(Photo-based point labeling entries)
********************

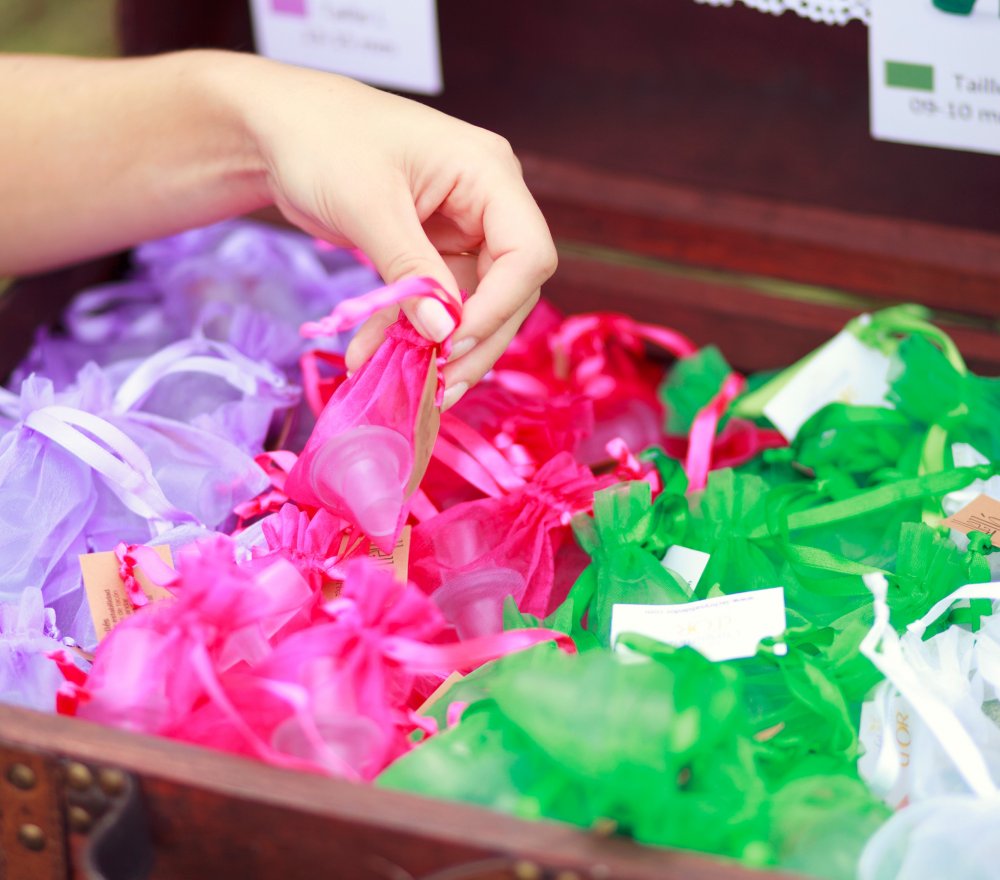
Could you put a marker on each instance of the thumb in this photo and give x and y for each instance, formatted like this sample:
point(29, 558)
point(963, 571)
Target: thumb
point(395, 242)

********************

Set problem: Please convert every entry above into a JSON list of strings, one string per line, skipping blank lines and leaving out the pictures.

Reply to the task:
[
  "Could you put a marker on each instance of the thumb in this photo and give x and y for each instance, formatted like this sample:",
  "point(29, 558)",
  "point(963, 571)",
  "Target: thumb",
  "point(395, 242)"
]